● **BRIEF**:
Only the lines from the one containing "Reviewer note: check that each instance of the ceiling air" to the end of the entries should be written out, each exactly as it stands, both ends included.

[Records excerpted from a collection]
++++

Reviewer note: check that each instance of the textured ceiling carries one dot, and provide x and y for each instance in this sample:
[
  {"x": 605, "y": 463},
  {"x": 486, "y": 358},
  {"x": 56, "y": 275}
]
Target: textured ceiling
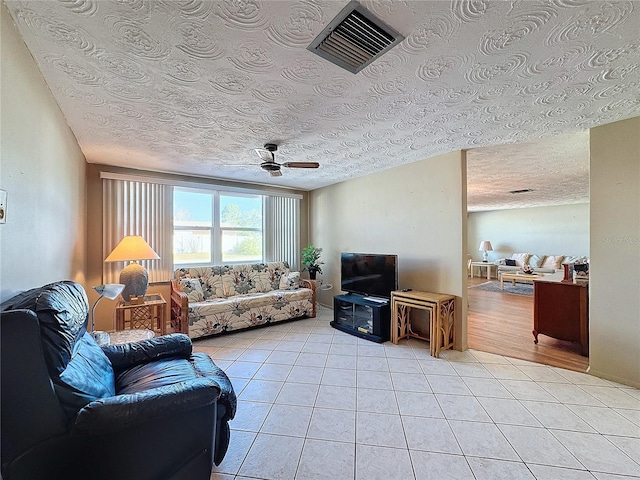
[{"x": 191, "y": 86}]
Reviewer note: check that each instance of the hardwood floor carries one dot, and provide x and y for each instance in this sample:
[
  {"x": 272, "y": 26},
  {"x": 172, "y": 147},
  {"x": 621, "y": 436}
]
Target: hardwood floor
[{"x": 501, "y": 323}]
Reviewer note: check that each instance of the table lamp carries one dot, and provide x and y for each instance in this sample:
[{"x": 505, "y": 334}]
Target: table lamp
[
  {"x": 485, "y": 246},
  {"x": 109, "y": 290},
  {"x": 134, "y": 276}
]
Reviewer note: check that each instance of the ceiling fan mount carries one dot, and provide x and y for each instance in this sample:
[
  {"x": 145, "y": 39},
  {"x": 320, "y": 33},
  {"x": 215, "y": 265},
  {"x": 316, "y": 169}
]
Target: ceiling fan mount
[{"x": 269, "y": 164}]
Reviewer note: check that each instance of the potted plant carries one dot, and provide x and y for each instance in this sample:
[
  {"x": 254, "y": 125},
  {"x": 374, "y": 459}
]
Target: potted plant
[{"x": 311, "y": 260}]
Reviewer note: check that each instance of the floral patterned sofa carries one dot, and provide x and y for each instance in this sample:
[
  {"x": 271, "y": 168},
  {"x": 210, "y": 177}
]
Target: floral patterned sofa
[
  {"x": 539, "y": 263},
  {"x": 210, "y": 300}
]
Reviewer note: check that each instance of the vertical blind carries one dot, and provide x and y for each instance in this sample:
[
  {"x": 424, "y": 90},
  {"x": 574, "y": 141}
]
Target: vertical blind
[
  {"x": 138, "y": 208},
  {"x": 282, "y": 230}
]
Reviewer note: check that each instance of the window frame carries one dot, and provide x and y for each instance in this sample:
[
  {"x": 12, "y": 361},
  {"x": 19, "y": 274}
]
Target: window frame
[{"x": 216, "y": 229}]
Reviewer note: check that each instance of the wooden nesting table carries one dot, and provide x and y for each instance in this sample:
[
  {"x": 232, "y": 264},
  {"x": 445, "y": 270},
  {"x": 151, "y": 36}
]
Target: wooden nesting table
[
  {"x": 441, "y": 310},
  {"x": 148, "y": 315}
]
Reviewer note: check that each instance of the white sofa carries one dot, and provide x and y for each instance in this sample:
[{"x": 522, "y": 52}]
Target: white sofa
[
  {"x": 540, "y": 263},
  {"x": 211, "y": 300}
]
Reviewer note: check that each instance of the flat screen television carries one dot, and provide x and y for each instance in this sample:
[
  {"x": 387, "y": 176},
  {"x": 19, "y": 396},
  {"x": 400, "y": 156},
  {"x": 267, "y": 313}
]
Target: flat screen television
[{"x": 369, "y": 274}]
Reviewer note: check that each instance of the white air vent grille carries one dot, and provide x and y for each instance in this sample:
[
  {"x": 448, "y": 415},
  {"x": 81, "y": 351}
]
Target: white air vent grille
[{"x": 354, "y": 39}]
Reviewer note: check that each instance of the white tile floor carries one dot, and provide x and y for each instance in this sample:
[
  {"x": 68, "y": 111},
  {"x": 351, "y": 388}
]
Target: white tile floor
[{"x": 316, "y": 403}]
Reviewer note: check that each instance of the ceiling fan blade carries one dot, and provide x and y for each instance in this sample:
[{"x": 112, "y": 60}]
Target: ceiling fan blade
[
  {"x": 265, "y": 155},
  {"x": 301, "y": 164}
]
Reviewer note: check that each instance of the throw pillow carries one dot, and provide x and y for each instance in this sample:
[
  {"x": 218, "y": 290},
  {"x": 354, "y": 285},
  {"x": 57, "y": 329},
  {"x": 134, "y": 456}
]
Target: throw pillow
[
  {"x": 520, "y": 258},
  {"x": 193, "y": 288},
  {"x": 536, "y": 261},
  {"x": 290, "y": 281}
]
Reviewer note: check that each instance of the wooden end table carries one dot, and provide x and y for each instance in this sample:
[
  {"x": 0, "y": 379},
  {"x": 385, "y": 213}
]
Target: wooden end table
[
  {"x": 149, "y": 315},
  {"x": 487, "y": 265},
  {"x": 441, "y": 311}
]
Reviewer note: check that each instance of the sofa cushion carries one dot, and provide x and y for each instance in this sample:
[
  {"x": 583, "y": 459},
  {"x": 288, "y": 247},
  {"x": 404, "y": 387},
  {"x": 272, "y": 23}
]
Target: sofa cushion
[
  {"x": 62, "y": 309},
  {"x": 290, "y": 281},
  {"x": 193, "y": 288},
  {"x": 553, "y": 261},
  {"x": 520, "y": 258},
  {"x": 211, "y": 279},
  {"x": 87, "y": 377},
  {"x": 576, "y": 259}
]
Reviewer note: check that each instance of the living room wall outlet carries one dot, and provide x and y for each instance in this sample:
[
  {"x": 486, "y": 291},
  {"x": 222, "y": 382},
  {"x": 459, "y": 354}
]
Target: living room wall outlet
[{"x": 3, "y": 206}]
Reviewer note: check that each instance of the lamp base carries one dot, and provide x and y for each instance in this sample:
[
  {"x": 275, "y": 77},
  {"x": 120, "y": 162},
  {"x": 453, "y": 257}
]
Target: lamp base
[{"x": 135, "y": 279}]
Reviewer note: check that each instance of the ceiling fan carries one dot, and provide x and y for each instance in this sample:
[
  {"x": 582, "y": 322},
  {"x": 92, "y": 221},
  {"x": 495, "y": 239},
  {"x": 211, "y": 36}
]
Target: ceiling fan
[{"x": 267, "y": 155}]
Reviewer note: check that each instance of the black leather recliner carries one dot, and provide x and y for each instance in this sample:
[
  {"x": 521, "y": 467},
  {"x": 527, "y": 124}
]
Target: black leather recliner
[{"x": 73, "y": 410}]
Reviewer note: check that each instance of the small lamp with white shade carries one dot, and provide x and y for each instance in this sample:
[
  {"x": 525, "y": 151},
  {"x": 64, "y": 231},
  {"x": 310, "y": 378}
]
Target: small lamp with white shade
[
  {"x": 110, "y": 291},
  {"x": 134, "y": 276},
  {"x": 485, "y": 246}
]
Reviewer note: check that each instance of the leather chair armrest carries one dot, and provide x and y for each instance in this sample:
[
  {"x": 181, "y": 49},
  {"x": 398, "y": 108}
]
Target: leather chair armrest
[
  {"x": 128, "y": 355},
  {"x": 122, "y": 412}
]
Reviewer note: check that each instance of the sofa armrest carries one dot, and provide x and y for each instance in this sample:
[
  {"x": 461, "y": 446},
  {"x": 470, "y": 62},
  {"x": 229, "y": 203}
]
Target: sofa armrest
[
  {"x": 121, "y": 412},
  {"x": 179, "y": 309},
  {"x": 129, "y": 355},
  {"x": 312, "y": 285}
]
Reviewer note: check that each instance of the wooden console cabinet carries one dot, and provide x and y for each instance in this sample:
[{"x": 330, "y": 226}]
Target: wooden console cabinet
[
  {"x": 356, "y": 315},
  {"x": 561, "y": 310}
]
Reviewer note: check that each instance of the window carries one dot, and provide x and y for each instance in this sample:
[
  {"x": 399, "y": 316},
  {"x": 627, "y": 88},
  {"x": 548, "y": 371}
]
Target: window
[
  {"x": 241, "y": 228},
  {"x": 212, "y": 227}
]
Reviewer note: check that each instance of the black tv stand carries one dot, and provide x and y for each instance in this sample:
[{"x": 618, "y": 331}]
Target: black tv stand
[{"x": 357, "y": 315}]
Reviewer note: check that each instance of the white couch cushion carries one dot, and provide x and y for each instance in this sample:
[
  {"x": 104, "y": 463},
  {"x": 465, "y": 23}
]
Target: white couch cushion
[
  {"x": 536, "y": 260},
  {"x": 553, "y": 261},
  {"x": 520, "y": 258},
  {"x": 290, "y": 281}
]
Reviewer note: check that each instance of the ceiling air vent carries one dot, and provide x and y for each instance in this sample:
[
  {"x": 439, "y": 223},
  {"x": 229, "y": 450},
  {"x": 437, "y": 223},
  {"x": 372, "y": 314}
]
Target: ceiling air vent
[
  {"x": 524, "y": 190},
  {"x": 354, "y": 39}
]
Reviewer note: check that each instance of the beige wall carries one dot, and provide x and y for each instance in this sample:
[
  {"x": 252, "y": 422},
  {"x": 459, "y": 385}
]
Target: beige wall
[
  {"x": 561, "y": 230},
  {"x": 614, "y": 284},
  {"x": 417, "y": 211},
  {"x": 43, "y": 171}
]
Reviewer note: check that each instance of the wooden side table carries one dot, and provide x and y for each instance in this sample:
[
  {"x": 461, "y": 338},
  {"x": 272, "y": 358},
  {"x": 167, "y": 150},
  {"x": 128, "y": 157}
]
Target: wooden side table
[
  {"x": 441, "y": 311},
  {"x": 148, "y": 315},
  {"x": 487, "y": 265}
]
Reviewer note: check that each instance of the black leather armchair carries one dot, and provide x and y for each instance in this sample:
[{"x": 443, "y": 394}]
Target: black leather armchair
[{"x": 74, "y": 410}]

++++

● **THE RESPONSE**:
Reviewer note: check that each instance of the ceiling air vent carries one dot, and provide x and y for each instance in this sample:
[
  {"x": 439, "y": 223},
  {"x": 229, "y": 450},
  {"x": 437, "y": 223},
  {"x": 372, "y": 314}
]
Target: ceiling air vent
[
  {"x": 524, "y": 190},
  {"x": 354, "y": 39}
]
Reviewer note: check that each instance of the beige wall carries one dot, and provide x and y for each instance in this sample:
[
  {"x": 252, "y": 422},
  {"x": 459, "y": 385}
]
Target: beige wall
[
  {"x": 561, "y": 230},
  {"x": 614, "y": 284},
  {"x": 417, "y": 211},
  {"x": 43, "y": 171}
]
Reviewer note: check that each instance of the wooden side table carries one dot, and provide x and y for each instance in this sample:
[
  {"x": 461, "y": 338},
  {"x": 272, "y": 358},
  {"x": 167, "y": 150},
  {"x": 128, "y": 157}
]
Target: wooden side table
[
  {"x": 441, "y": 311},
  {"x": 148, "y": 315},
  {"x": 487, "y": 265}
]
Reviewer note: check that each instance of the black leather armchair carries one dot, and provide x and y for each instance in this sample:
[{"x": 443, "y": 394}]
Target: black leather armchair
[{"x": 74, "y": 410}]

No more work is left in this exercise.